• EXERCISE: In the design case study, at what voltage is the PD204-6B/L3 reverse-biased?

• SELECTED TEXT:
================

10. Practical Design Case Study

Design Case: Infrared Beam Break Sensor for Security Gate.

Objective: Create a reliable, fast sensor to detect when an object interrupts an invisible infrared beam, triggering a security alarm.

Implementation:

1. Transmitter: A 940nm infrared LED is driven by a pulsed current (e.g., 20mA pulses at 38kHz) to provide immunity against ambient light and reduce average power consumption.
2. Receiver: The PD204-6B/L3 is placed opposite the transmitter, aligned within its 45° view angle. It is reverse-biased at 5V through a load resistor.
3. Signal Conditioning: The small AC photocurrent signal from the photodiode (superimposed on the DC dark current) is fed into a high-gain, band-pass amplifier tuned to 38kHz. This filters out DC ambient light and low-frequency noise.
4. Detection: The amplified signal is then rectified and compared to a threshold. When the beam is unbroken, a strong 38kHz signal is present, and the comparator output is high. When an object breaks the beam, the signal disappears, causing the comparator to switch low and activate the alarm.

Why PD204-6B/L3 is Suitable: Its fast 10ns response time easily handles the 38kHz modulated signal. The high sensitivity at 940nm ensures a good signal-to-noise ratio from the matched IR LED. The low capacitance allows for a responsive circuit even with necessary filtering components.

================

• INFORMATION PROVIDED:
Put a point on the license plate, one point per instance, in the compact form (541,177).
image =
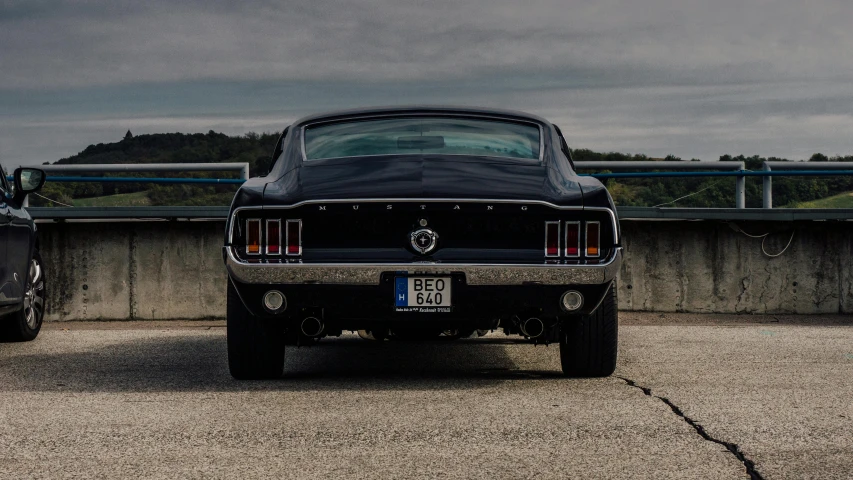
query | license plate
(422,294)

================

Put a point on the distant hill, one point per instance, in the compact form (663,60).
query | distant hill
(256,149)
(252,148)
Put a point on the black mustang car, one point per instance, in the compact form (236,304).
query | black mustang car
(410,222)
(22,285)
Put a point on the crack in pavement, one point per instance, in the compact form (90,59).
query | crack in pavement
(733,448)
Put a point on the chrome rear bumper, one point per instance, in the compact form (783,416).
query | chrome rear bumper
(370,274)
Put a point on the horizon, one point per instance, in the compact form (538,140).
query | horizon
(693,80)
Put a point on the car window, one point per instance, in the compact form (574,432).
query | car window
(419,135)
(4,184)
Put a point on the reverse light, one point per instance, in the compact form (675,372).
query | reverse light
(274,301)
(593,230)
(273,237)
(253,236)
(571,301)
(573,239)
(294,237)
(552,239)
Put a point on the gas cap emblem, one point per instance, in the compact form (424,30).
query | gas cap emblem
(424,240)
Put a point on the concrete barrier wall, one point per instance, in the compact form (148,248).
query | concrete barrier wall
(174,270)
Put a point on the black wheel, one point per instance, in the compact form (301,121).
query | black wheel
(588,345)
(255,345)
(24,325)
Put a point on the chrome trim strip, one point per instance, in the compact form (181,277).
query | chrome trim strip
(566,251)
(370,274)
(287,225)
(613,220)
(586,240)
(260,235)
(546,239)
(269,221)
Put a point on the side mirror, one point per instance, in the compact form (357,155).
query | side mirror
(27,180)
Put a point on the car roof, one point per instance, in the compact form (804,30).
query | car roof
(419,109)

================

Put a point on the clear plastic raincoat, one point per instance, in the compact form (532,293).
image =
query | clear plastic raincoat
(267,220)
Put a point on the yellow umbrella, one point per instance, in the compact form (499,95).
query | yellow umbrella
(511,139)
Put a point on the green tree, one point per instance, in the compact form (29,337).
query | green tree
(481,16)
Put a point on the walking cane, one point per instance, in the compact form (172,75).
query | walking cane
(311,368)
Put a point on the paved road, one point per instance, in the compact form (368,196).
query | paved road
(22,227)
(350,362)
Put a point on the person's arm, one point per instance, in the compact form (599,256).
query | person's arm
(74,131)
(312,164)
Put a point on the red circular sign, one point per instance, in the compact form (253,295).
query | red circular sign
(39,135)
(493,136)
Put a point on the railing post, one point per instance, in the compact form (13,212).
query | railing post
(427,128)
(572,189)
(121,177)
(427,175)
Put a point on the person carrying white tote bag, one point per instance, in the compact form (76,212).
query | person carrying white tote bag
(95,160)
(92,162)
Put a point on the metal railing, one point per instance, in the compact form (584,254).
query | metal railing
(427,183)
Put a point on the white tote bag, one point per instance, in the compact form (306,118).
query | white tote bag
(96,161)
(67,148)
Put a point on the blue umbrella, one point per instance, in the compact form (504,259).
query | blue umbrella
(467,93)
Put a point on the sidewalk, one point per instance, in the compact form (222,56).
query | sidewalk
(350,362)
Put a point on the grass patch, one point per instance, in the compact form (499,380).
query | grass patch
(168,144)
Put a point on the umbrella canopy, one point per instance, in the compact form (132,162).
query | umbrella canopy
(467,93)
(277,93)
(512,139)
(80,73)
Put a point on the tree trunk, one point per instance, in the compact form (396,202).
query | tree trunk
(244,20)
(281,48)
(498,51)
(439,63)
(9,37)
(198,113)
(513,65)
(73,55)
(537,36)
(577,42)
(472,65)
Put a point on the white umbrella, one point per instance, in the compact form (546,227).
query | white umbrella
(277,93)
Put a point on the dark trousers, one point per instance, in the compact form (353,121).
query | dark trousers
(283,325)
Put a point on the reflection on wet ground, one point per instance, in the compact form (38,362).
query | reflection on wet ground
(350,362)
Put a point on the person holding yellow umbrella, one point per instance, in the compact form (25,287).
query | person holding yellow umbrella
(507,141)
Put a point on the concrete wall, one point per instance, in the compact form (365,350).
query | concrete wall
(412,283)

================

• REPLY: 5V, through a load resistor.